[Dataset entries]
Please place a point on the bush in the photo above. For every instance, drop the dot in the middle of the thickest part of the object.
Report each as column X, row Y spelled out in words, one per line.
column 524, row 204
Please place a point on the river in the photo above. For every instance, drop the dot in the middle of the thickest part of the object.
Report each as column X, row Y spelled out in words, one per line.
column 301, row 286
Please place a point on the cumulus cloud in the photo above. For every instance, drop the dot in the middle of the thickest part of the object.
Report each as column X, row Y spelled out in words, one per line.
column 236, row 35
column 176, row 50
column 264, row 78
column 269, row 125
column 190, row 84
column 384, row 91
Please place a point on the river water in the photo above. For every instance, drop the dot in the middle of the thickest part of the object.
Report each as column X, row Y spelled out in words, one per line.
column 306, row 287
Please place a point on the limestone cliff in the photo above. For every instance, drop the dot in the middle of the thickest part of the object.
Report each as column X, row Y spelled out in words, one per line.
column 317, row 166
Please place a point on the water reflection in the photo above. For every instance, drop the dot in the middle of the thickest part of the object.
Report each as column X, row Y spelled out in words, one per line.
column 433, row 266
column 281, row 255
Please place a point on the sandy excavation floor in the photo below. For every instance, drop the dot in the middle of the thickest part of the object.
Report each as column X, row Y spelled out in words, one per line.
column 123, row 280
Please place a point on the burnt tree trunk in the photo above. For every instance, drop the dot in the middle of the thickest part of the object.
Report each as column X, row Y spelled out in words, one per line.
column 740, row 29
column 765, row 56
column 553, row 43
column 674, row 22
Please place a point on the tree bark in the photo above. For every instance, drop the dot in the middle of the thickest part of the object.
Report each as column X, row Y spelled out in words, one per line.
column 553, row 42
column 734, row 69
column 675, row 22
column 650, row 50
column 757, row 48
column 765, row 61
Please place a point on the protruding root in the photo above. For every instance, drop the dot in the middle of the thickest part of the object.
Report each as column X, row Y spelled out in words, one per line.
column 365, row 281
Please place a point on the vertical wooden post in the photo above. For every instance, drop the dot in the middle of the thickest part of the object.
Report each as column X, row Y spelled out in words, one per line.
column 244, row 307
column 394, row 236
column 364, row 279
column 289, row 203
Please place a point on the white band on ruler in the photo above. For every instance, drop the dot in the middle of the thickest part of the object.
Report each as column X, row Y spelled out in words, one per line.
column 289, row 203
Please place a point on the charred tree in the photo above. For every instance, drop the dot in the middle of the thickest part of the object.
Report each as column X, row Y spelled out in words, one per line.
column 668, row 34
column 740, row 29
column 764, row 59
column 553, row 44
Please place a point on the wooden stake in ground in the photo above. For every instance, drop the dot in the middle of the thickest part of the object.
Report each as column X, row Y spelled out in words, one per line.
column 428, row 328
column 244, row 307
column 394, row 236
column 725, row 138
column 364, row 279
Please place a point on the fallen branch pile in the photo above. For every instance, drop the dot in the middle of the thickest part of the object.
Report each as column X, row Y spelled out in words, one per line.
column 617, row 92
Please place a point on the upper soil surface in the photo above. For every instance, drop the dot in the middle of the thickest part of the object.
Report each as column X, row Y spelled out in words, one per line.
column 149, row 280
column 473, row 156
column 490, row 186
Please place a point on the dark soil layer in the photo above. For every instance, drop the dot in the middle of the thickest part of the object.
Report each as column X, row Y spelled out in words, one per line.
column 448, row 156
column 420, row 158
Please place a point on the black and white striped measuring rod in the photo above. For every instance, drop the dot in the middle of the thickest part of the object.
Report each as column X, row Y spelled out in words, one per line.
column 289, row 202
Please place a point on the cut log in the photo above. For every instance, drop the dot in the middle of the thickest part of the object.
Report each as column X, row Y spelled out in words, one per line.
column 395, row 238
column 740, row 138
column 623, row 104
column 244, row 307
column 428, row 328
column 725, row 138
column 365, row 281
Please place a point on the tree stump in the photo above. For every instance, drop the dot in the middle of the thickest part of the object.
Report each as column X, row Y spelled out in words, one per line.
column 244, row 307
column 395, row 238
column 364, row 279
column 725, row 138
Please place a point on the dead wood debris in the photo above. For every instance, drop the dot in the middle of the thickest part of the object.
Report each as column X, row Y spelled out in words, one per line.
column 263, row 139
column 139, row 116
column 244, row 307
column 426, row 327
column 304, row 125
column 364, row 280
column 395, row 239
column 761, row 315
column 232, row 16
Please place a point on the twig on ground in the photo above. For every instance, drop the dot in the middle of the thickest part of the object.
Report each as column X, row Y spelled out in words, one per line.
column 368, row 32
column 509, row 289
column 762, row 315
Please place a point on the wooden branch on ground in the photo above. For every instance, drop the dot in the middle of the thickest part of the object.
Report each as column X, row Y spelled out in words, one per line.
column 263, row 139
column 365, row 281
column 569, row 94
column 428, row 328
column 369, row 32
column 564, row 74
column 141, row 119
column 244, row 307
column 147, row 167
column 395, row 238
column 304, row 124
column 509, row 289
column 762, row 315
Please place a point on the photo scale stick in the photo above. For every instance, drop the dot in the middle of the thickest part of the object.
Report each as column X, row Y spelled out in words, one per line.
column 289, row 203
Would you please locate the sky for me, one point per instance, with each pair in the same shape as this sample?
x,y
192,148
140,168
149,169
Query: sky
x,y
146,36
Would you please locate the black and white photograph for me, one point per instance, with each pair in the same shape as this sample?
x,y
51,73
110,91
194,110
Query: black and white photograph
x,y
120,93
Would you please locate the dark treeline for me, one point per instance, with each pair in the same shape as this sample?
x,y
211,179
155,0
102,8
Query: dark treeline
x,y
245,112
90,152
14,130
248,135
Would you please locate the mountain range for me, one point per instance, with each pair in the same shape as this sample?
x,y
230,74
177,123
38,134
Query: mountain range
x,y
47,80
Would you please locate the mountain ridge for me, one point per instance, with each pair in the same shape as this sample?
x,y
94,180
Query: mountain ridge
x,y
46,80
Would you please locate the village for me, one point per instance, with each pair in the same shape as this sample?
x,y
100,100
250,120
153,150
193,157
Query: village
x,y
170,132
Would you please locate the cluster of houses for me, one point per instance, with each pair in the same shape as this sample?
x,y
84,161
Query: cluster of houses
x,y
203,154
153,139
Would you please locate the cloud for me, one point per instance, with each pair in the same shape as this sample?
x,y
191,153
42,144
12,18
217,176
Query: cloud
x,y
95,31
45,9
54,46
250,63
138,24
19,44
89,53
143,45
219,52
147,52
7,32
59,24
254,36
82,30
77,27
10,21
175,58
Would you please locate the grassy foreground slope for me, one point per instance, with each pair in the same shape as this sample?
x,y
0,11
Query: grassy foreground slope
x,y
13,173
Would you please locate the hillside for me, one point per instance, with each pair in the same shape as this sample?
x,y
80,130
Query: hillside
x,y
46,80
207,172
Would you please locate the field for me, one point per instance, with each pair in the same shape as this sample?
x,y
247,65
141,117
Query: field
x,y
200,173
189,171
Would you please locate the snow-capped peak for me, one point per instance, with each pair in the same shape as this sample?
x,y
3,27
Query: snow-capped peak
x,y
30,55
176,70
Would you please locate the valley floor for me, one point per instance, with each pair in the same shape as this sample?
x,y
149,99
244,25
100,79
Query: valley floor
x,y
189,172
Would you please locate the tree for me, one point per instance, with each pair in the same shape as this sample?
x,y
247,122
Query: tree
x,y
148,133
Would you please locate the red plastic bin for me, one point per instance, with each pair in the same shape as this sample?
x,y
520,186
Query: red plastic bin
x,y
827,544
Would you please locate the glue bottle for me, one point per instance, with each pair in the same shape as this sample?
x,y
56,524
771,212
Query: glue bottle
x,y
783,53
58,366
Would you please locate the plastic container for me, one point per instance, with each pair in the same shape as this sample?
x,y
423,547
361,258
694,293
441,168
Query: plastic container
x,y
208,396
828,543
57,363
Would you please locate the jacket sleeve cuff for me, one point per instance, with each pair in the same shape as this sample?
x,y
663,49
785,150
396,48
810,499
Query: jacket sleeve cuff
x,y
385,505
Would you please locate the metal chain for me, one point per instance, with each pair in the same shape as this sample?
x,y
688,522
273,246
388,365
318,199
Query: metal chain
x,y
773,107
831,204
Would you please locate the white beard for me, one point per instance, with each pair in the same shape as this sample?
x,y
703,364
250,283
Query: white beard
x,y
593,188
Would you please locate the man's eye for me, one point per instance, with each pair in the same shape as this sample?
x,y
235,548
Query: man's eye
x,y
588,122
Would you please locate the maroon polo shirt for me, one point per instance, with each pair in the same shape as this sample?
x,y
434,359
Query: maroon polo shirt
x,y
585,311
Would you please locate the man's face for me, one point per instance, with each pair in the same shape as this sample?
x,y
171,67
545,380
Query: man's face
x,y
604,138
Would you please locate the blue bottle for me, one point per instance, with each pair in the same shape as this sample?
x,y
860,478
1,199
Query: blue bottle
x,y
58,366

OBJECTIVE: Could you reproduce the items word for word, from the first line through the line containing "column 317, row 166", with both of those lines included?

TASK SOLUTION:
Please place a point on the bush in the photo above. For every instance, drop the dot in the middle of the thickest part of the object.
Report each as column X, row Y spelled out in words, one per line.
column 524, row 204
Please place a point on the river in the photo above. For every instance, drop the dot in the middle of the thickest part of the object.
Report each as column X, row Y spelled out in words, one per line.
column 301, row 286
Please place a point on the cumulus cloud in the photo above. For every instance, drop the dot in the middle of the thickest part of the object.
Report each as column X, row Y spelled out in words, one per line.
column 236, row 35
column 176, row 50
column 264, row 78
column 269, row 125
column 190, row 84
column 384, row 91
Please place a point on the river water in the photo above. For every instance, drop the dot in the middle of the thickest part of the object.
Report each as column X, row Y spelled out in words, one per line.
column 306, row 287
Please place a point on the limestone cliff in the photo above. For every instance, drop the dot in the middle of the thickest part of the object.
Report each as column X, row Y spelled out in words, one per line.
column 317, row 166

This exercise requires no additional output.